[Document segment]

“Komsomolskaya Pravda”: “Prime Minister Vladimir Putin: We are ready to allocate money for concrete work with meaningful results”

“Komsomolskaya Pravda”: “Prime Minister Vladimir Putin: We are ready to allocate money for concrete work with meaningful results”

Yesterday, cabinet of ministers and directors of the leading research institutions spoke about innovations and high technologies once again.
Opening a meeting focusing on the programme of the Kurchatov Institute National Research Center (KI), Prime Minister Vladimir Putin asked those present to familiarize him with a five-year plan for the KI's development and its main objectives.
President Dmitry Medvedev signed a decree on the centre's formation last April. The Kurchatov Institute National Research Center, the St. Petersburg-based Institute of Nuclear Physics of the Russian Academy of Sciences, the Institute of High Energy Physics, and the Institute of Theoretical and Experimental Physics are taking part in the centre's establishment.
The key organizational decisions regarding this centre have already been made. It will be directly subordinate to the government and financed from the federal budget. Putin recalled that the government has decided to allocate an additional 10 billion roubles to the centre's development in the next three years.
The funding can be further increased, but only toward concrete projects with meaningful results, Putin said, adding that Russia plans to set up 5-7 more of such research centres.
"We are not going to simply merge or consolidate a number of the already existing, major and reputable institutions... We are not after a perfunctory merger or consolidation...We will form a single chain based on fundamental studies and ending in technology, resulting in real prospects for high-tech science-intensive markets," Putin said.
In his opinion, national research centres must receive the most advanced research and development facilities with a view to attracting both Russian and foreign scientists. It is necessary to concentrate our resources on those directions which hold promise of a breakthrough.
Putin said that "research at the junction of nano-, bio-, and information technology is designed to secure substantial progress in developing artificial intelligence, super computers, hardware components for electronics, new materials with unique properties, and diagnostic medical systems."

[Your tasks]
1. Which institutions does the news report name as taking part in the establishment of the Kurchatov Institute National Research Center?
2. Answer these questions from the news report:
(a) Who signed the decree on the centre's formation, and when?
(b) How much additional money has the government decided to allocate to the centre's development, and over what period?
(c) How many more research centres of this kind does Russia plan to set up?
3. According to the news report, why does Putin think national research centres must receive the most advanced research and development facilities?
The items after this point are separate material with no connection to the news report.

[Provided data]
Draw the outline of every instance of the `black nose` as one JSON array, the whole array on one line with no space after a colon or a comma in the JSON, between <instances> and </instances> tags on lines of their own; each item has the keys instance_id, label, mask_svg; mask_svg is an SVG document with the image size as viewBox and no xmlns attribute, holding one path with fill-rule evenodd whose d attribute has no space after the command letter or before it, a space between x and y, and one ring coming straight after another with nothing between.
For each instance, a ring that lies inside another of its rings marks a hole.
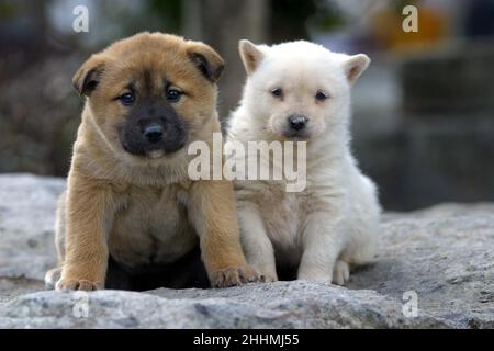
<instances>
[{"instance_id":1,"label":"black nose","mask_svg":"<svg viewBox=\"0 0 494 351\"><path fill-rule=\"evenodd\" d=\"M162 140L162 126L149 124L144 127L143 134L149 143L159 143Z\"/></svg>"},{"instance_id":2,"label":"black nose","mask_svg":"<svg viewBox=\"0 0 494 351\"><path fill-rule=\"evenodd\" d=\"M289 117L290 127L294 131L301 131L305 128L307 121L308 120L306 116L300 114L294 114Z\"/></svg>"}]
</instances>

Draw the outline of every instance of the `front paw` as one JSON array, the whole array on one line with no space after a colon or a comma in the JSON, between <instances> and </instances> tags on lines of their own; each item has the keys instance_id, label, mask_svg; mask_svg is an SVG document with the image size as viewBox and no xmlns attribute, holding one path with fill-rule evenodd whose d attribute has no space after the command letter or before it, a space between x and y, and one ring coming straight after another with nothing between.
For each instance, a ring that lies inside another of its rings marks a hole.
<instances>
[{"instance_id":1,"label":"front paw","mask_svg":"<svg viewBox=\"0 0 494 351\"><path fill-rule=\"evenodd\" d=\"M262 275L250 267L227 268L211 274L213 287L229 287L242 284L261 282Z\"/></svg>"},{"instance_id":2,"label":"front paw","mask_svg":"<svg viewBox=\"0 0 494 351\"><path fill-rule=\"evenodd\" d=\"M91 292L103 288L103 282L94 282L86 279L61 278L56 285L56 290L75 290Z\"/></svg>"}]
</instances>

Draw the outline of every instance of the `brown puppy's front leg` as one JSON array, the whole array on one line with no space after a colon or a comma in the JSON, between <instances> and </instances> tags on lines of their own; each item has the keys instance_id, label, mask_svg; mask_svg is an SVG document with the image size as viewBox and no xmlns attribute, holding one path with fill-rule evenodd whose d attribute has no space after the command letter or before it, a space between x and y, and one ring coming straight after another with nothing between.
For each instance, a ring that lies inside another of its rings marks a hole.
<instances>
[{"instance_id":1,"label":"brown puppy's front leg","mask_svg":"<svg viewBox=\"0 0 494 351\"><path fill-rule=\"evenodd\" d=\"M247 265L242 250L231 182L195 182L191 188L189 217L200 236L211 285L226 287L261 280Z\"/></svg>"},{"instance_id":2,"label":"brown puppy's front leg","mask_svg":"<svg viewBox=\"0 0 494 351\"><path fill-rule=\"evenodd\" d=\"M104 287L112 204L111 192L104 186L69 177L66 254L57 290L92 291Z\"/></svg>"}]
</instances>

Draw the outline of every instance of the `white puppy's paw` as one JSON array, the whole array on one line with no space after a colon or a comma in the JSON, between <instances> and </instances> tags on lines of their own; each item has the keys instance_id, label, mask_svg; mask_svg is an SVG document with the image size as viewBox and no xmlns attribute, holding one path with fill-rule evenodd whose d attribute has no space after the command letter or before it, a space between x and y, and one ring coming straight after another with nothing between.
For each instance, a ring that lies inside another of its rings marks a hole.
<instances>
[{"instance_id":1,"label":"white puppy's paw","mask_svg":"<svg viewBox=\"0 0 494 351\"><path fill-rule=\"evenodd\" d=\"M345 261L336 261L333 272L333 283L336 285L345 285L350 278L350 268Z\"/></svg>"}]
</instances>

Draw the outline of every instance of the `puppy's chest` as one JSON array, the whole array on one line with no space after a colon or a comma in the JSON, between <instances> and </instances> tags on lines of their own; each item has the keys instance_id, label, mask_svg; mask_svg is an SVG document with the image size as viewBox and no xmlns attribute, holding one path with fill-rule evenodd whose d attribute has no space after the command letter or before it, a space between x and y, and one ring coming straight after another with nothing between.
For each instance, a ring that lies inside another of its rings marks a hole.
<instances>
[{"instance_id":1,"label":"puppy's chest","mask_svg":"<svg viewBox=\"0 0 494 351\"><path fill-rule=\"evenodd\" d=\"M260 194L260 207L266 229L276 246L299 247L307 216L314 211L316 197L310 191L287 193L271 188Z\"/></svg>"},{"instance_id":2,"label":"puppy's chest","mask_svg":"<svg viewBox=\"0 0 494 351\"><path fill-rule=\"evenodd\" d=\"M128 265L172 262L195 245L183 189L132 188L110 231L110 252Z\"/></svg>"}]
</instances>

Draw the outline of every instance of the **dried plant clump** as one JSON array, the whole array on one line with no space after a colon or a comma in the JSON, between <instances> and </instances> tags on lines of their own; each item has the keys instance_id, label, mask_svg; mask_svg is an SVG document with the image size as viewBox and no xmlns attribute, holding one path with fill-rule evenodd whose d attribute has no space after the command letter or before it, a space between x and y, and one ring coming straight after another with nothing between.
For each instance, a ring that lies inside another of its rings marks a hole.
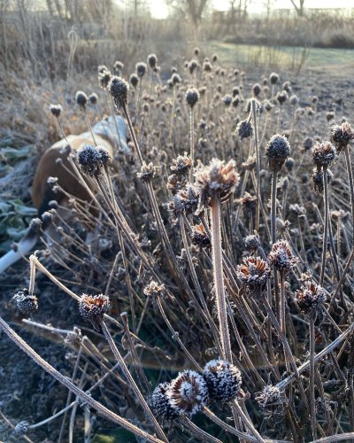
<instances>
[{"instance_id":1,"label":"dried plant clump","mask_svg":"<svg viewBox=\"0 0 354 443\"><path fill-rule=\"evenodd\" d=\"M225 360L212 360L204 366L203 377L212 400L225 403L237 397L242 380L236 366Z\"/></svg>"},{"instance_id":2,"label":"dried plant clump","mask_svg":"<svg viewBox=\"0 0 354 443\"><path fill-rule=\"evenodd\" d=\"M209 392L203 376L190 369L180 372L167 390L170 404L179 415L192 417L209 401Z\"/></svg>"}]
</instances>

[Your responses]
1.
- The Kurchatov Institute National Research Center
- The St. Petersburg-based Institute of Nuclear Physics of the Russian Academy of Sciences
- The Institute of High Energy Physics
- The Institute of Theoretical and Experimental Physics

2.
(a) President Dmitry Medvedev signed it last April.
(b) An additional 10 billion roubles over the next three years.
(c) 5-7 more.

3. Putin says they must get these facilities in order to attract both Russian and foreign scientists.